OBJETIVO 1 –
Repite sin ningún cambio los registros de abajo, empezando en la línea que contiene "Where in the UI above is the kayak hull?" y terminando en el final de los registros, con ambos extremos incluidos.

EXTRACTO SELECCIONADO –
┄┄┄┄┄┄

Barash se inscribe en una larga tradición. Desde finales del siglo XIX, poderosas voces de la cultura occidental -filósofos, científicos, historiadores, artistas, compositores y divulgadores científicos- han dado fe de la “muerte de Dios”. Con ello no quieren decir, por supuesto, que Dios haya existido y haya desaparecido, sino que cualquier base creíble para creer en ese ser se ha evaporado hace tiempo.
Los que pregonan la pérdida de una base racional para creer en Dios suelen citar el avance de la ciencia moderna y la imagen de la realidad que pinta como la principal razón de esta desaparición. La idea de que la ciencia ha enterrado a Dios está muy presente en los medios de comunicación, en los centros educativos y en nuestra cultura en general. Por ejemplo, Richard Dawkins ha afirmado que la imagen científica del universo -y en particular los relatos evolutivos sobre el origen y el desarrollo de la vida en la Tierra- apoya una visión del mundo atea o materialista. Según él, “el universo que observamos tiene precisamente las propiedades que deberíamos esperar si, en el fondo, no hay diseño, ni propósito, ni maldad, ni bien, nada más que indiferencia ciega y despiadada”.
Este libro demostrará que los informes sobre el fallecimiento de Dios “han sido groseramente exagerados”, por apropiarse de una cita de Mark Twain.3 En cambio, la verdad es justo lo contrario de lo que Dawkins, Barash y otros numerosos portavoces populares de la ciencia han insistido. Las propiedades del universo y de la vida -específicamente en lo que respecta a la comprensión del origen del universo y de la vida- son justo “lo que deberíamos esperar” si una inteligencia trascendente y con propósito ha actuado en la historia de la vida y del cosmos. Tal inteligencia coincide con lo que los seres humanos han llamado Dios, y por eso llamo a esta historia de inversión el retorno de la hipótesis de Dios.

Tres grandes preguntas
Mi propio interés por lo que muestran los descubrimientos científicos sobre la posible existencia de Dios germinó hace más de treinta años, cuando asistí a una inusual conferencia. Por aquel entonces, trabajaba como geofísico en el procesamiento digital de señales sísmicas para una empresa petrolera de Dallas, Texas. En febrero de 1985, me enteré de que un historiador de la ciencia y astrofísico de Harvard, Owen Gingerich, venía a la ciudad para hablar de la inesperada convergencia entre la cosmología moderna y el relato bíblico de la creación, así como de las implicaciones teístas de la teoría del big bang. Asistí a la charla el viernes por la noche y descubrí que Gingerich había venido a Dallas principalmente para hablar en una conferencia mucho más grande al día siguiente en la que participarían destacados científicos teístas y ateos. En ella se debatirían tres grandes cuestiones en la intersección de la ciencia y la filosofía: el origen del universo, el origen de la vida y el origen y la naturaleza de la conciencia humana.

┄┄┄┄┄┄

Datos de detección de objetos

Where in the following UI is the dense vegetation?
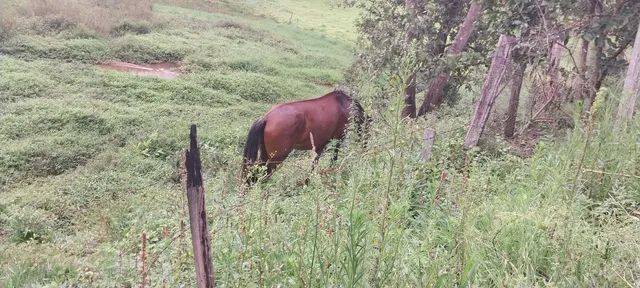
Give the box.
[0,0,640,287]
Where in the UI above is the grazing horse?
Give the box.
[242,90,370,185]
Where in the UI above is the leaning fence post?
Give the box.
[464,34,515,148]
[185,125,215,288]
[420,128,436,162]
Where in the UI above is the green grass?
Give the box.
[0,0,640,287]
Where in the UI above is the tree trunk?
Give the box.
[401,0,418,118]
[504,63,526,138]
[464,34,515,148]
[569,39,589,100]
[584,40,603,111]
[418,0,482,116]
[546,38,562,100]
[584,0,607,111]
[401,73,416,119]
[616,19,640,128]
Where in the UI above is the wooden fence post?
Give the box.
[185,125,215,288]
[420,128,436,162]
[464,34,515,148]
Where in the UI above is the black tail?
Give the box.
[242,118,267,184]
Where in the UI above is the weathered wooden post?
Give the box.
[185,125,215,288]
[464,34,515,148]
[420,128,436,162]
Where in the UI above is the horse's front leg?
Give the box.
[331,138,344,165]
[304,145,324,185]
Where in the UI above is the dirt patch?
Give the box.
[98,61,181,79]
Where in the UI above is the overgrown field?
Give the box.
[0,1,640,287]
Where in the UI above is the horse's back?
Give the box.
[265,92,349,153]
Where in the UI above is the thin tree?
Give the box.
[418,0,482,116]
[616,19,640,128]
[401,0,418,118]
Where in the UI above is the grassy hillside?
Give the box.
[0,0,640,287]
[0,3,352,287]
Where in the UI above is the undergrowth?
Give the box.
[0,1,640,287]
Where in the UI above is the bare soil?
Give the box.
[98,61,181,79]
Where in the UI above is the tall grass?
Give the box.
[0,1,640,287]
[0,0,152,34]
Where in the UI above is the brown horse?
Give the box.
[242,90,369,184]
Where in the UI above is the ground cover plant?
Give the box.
[0,1,640,287]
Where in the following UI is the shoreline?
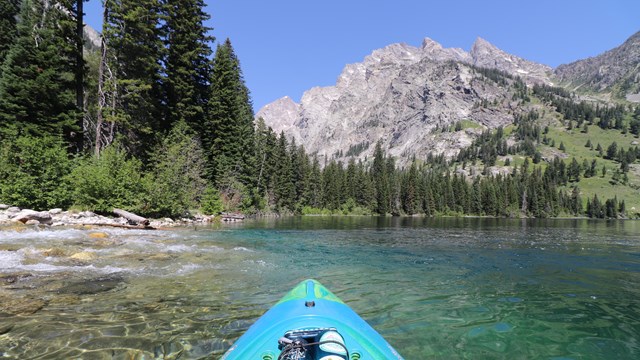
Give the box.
[0,205,219,230]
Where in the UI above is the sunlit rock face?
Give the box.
[257,38,552,164]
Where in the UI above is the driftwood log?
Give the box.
[113,209,149,226]
[82,223,157,230]
[220,212,244,221]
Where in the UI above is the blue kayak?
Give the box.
[222,280,403,360]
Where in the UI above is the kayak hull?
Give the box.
[222,280,402,360]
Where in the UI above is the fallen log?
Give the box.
[220,212,244,221]
[13,210,53,225]
[81,223,157,230]
[113,209,149,226]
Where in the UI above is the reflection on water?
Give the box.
[0,217,640,359]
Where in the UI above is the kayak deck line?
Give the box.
[222,279,403,360]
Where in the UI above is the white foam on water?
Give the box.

┄┄┄┄┄┄

OBJETIVO 2 –
Reproduce al pie de la letra el pasaje del texto sobre la ciencia y la existencia de Dios que empieza en "Este libro demostrará" y termina en "hipótesis de Dios.".

RESPUESTA COMPLETA 1 –
Where in the UI above is the kayak hull?
Give the box.
[222,280,402,360]
Where in the UI above is the fallen log?
Give the box.
[220,212,244,221]
[13,210,53,225]
[81,223,157,230]
[113,209,149,226]
Where in the UI above is the reflection on water?
Give the box.
[0,217,640,359]
Where in the UI above is the kayak deck line?
Give the box.
[222,279,403,360]
Where in the UI above is the white foam on water?
Give the box.

RESPUESTA COMPLETA 2 –
Este libro demostrará que los informes sobre el fallecimiento de Dios “han sido groseramente exagerados”, por apropiarse de una cita de Mark Twain.3 En cambio, la verdad es justo lo contrario de lo que Dawkins, Barash y otros numerosos portavoces populares de la ciencia han insistido. Las propiedades del universo y de la vida -específicamente en lo que respecta a la comprensión del origen del universo y de la vida- son justo “lo que deberíamos esperar” si una inteligencia trascendente y con propósito ha actuado en la historia de la vida y del cosmos. Tal inteligencia coincide con lo que los seres humanos han llamado Dios, y por eso llamo a esta historia de inversión el retorno de la hipótesis de Dios.